• **YOUR TASK**: Select each line below that contains the string "light" and copy it in full. Case counts.

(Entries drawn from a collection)
────

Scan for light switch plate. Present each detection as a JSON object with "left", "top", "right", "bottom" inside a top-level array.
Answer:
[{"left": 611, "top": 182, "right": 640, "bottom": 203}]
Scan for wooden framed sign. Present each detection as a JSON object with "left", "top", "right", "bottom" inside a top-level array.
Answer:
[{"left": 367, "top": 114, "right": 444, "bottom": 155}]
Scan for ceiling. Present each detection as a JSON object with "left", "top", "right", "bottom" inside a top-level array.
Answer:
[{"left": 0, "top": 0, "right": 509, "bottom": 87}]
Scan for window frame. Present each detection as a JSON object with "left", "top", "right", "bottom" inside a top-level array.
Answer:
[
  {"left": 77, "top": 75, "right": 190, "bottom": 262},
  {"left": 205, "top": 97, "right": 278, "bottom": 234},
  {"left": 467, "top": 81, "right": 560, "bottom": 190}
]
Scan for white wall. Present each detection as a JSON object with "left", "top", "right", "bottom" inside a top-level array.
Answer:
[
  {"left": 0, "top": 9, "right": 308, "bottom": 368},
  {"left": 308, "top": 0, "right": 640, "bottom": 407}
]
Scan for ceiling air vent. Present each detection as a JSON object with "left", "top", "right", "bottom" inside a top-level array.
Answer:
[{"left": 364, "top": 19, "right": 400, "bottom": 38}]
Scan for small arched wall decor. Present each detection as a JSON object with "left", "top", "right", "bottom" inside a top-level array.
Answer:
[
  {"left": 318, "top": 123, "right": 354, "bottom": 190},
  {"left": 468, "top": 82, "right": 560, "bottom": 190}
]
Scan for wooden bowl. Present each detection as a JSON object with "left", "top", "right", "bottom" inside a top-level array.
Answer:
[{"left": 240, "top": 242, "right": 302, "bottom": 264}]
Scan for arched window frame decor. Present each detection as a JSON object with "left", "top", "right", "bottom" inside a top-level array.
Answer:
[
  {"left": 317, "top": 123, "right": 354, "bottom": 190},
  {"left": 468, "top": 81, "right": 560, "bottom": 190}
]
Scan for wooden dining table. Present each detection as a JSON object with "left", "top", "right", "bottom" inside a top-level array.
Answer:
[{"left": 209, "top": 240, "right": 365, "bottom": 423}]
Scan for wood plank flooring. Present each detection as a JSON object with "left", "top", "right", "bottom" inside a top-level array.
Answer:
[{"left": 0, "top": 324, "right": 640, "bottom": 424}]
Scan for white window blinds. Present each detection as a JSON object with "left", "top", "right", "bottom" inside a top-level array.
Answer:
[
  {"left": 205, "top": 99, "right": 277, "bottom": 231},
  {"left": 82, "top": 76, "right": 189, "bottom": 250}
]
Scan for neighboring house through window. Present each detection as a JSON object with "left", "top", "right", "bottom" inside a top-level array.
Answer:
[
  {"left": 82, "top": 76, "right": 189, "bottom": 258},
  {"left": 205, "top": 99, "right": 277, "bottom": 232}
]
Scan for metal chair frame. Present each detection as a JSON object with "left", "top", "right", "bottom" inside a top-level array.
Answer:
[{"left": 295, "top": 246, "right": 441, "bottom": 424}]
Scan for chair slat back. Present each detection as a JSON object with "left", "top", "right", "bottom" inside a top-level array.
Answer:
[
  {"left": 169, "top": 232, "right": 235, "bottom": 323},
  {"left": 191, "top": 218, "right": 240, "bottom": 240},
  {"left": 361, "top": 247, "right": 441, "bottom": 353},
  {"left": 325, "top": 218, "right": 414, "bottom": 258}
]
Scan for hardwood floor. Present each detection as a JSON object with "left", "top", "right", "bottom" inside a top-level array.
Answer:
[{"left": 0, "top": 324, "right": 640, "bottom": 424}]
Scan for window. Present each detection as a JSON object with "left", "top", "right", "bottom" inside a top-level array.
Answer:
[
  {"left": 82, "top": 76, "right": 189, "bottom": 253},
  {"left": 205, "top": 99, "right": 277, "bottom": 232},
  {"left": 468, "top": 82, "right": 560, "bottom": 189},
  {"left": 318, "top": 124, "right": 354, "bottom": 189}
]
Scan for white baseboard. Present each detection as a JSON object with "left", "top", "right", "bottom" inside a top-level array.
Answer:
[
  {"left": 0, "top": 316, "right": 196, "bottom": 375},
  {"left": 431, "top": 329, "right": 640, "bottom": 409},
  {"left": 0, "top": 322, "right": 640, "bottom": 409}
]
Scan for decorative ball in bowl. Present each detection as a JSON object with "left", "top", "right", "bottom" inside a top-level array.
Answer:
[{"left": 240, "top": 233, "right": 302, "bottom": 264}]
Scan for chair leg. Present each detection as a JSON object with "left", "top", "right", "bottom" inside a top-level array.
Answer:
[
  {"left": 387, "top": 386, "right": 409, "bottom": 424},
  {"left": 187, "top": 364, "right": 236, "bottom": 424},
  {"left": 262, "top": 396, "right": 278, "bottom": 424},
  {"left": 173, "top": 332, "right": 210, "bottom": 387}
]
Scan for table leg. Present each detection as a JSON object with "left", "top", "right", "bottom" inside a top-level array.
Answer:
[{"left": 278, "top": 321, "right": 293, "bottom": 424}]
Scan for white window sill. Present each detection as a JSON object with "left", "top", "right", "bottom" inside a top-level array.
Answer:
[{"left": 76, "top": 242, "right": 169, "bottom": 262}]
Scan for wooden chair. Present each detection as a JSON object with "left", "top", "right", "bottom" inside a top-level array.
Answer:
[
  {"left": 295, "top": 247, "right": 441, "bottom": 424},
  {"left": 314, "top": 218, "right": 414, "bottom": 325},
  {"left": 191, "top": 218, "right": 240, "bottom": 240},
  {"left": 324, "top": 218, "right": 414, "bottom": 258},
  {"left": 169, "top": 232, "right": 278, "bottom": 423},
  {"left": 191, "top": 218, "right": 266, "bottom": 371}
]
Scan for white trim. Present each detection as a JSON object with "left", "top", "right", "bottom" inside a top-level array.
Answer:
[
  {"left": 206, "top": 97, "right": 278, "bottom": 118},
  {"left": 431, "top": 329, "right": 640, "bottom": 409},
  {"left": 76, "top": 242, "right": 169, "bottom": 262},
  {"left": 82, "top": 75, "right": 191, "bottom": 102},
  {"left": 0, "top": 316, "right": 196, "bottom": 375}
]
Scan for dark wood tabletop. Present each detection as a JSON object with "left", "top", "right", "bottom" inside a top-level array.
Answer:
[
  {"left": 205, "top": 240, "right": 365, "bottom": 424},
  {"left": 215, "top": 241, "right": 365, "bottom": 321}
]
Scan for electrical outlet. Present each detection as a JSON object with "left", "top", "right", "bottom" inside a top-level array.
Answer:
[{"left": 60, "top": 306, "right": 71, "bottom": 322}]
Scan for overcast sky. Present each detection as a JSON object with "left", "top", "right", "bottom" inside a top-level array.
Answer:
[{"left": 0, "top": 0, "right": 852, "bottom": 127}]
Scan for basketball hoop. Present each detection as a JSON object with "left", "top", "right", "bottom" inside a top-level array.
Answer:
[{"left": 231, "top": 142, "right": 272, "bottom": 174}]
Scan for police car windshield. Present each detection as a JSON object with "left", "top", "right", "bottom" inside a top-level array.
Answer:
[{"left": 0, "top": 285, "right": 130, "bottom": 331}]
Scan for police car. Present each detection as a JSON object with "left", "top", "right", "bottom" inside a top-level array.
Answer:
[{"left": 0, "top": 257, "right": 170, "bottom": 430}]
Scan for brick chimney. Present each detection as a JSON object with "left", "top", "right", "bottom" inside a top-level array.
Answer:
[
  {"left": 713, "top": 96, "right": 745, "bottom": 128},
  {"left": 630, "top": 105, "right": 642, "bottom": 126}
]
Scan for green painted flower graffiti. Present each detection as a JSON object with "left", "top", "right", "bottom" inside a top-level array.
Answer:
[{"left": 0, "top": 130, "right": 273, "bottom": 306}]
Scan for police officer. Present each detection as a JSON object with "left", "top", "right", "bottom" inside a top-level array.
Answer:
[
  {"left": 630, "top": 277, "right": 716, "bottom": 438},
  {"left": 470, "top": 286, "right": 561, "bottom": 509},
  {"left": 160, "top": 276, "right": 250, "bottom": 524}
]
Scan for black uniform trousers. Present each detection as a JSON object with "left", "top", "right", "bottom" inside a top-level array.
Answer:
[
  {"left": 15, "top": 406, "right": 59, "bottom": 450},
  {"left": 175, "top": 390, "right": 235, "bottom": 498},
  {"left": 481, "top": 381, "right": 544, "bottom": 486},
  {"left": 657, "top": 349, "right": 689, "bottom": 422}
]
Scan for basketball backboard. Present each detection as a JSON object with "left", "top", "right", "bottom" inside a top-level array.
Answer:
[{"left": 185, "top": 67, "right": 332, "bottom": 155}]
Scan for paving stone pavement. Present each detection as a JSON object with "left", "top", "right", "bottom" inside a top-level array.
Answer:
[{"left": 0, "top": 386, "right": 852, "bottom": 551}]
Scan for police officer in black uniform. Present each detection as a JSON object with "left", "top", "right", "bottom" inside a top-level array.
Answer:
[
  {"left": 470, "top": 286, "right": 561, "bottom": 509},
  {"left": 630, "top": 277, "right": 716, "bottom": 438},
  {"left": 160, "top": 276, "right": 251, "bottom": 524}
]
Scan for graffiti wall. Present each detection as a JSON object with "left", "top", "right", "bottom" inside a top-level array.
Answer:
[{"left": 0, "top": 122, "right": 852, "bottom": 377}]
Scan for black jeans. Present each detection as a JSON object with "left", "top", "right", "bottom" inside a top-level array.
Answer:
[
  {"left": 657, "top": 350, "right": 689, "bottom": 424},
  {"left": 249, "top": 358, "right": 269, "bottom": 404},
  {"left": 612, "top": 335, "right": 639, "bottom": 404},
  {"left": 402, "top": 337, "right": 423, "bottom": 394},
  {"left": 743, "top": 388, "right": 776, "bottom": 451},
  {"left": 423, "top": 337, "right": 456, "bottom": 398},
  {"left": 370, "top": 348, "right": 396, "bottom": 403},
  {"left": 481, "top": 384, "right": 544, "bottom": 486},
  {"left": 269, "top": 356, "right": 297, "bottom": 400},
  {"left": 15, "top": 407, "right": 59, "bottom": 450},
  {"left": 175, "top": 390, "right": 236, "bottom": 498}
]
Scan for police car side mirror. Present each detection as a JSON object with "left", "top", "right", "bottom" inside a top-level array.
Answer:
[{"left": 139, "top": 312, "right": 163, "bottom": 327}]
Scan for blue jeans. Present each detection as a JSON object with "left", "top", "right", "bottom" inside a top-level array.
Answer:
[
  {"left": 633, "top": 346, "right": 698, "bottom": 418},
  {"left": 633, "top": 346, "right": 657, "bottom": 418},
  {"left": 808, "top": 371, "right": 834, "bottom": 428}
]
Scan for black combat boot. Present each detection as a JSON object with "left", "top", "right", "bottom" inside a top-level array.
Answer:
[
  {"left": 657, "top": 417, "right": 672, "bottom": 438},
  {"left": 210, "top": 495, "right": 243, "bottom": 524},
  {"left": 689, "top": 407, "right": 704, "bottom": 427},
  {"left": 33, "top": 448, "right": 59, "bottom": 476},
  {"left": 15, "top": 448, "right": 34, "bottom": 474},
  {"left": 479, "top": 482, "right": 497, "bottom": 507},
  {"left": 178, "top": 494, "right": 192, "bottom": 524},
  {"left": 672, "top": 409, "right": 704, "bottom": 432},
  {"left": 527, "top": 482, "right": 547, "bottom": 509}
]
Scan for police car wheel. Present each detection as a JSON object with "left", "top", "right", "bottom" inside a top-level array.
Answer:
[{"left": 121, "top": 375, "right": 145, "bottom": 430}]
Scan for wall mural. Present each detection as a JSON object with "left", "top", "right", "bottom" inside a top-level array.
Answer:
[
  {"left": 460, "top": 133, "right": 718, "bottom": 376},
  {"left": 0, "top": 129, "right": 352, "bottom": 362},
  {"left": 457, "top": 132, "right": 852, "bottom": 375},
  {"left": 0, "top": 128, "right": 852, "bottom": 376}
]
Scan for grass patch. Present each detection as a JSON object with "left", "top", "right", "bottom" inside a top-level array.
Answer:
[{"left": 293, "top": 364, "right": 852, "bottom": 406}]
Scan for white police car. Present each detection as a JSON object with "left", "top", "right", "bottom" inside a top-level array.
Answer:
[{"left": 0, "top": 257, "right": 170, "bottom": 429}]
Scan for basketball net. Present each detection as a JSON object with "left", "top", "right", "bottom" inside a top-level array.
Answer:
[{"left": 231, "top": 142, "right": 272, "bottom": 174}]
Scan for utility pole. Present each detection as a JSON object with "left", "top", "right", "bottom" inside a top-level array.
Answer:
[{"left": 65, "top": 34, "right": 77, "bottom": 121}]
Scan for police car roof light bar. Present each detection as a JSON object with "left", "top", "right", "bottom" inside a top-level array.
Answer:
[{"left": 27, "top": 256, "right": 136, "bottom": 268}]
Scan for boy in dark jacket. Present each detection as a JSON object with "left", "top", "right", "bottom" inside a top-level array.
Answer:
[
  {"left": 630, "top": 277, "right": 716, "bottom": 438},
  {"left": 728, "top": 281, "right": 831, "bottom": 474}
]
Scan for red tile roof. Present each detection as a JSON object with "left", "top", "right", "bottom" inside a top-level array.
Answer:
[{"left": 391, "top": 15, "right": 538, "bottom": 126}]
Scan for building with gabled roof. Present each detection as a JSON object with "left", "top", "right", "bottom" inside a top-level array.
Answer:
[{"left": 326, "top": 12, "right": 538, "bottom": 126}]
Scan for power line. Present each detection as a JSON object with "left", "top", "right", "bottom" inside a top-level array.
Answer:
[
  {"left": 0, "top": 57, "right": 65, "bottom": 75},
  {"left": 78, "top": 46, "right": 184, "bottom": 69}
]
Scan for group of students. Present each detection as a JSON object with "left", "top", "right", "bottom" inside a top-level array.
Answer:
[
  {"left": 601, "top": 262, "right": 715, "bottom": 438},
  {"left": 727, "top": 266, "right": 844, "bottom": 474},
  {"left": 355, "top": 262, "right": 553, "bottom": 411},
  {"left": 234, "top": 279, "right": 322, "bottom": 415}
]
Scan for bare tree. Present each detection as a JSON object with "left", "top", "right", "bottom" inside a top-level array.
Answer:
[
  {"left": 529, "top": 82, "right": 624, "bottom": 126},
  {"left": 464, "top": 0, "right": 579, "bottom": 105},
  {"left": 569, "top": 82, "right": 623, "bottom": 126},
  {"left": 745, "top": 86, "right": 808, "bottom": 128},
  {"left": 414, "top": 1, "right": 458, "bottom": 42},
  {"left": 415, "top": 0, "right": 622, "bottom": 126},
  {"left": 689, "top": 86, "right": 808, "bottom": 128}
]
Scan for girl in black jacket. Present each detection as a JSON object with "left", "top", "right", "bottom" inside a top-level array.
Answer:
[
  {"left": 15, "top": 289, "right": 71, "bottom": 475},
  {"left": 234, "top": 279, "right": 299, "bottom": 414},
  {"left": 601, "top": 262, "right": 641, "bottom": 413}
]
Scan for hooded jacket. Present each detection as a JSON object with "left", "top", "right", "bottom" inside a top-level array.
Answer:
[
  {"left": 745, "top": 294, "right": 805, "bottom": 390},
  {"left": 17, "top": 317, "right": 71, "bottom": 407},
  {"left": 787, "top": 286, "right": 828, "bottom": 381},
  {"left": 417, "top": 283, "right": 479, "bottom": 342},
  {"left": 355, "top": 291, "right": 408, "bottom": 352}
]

────

• **EXERCISE RESULT**:
Scan for light switch plate. Present each detection as a JSON object with "left", "top", "right", "bottom" inside a top-level array.
Scan for police car roof light bar. Present each detection as a JSON object with "left", "top", "right", "bottom" inside a top-level array.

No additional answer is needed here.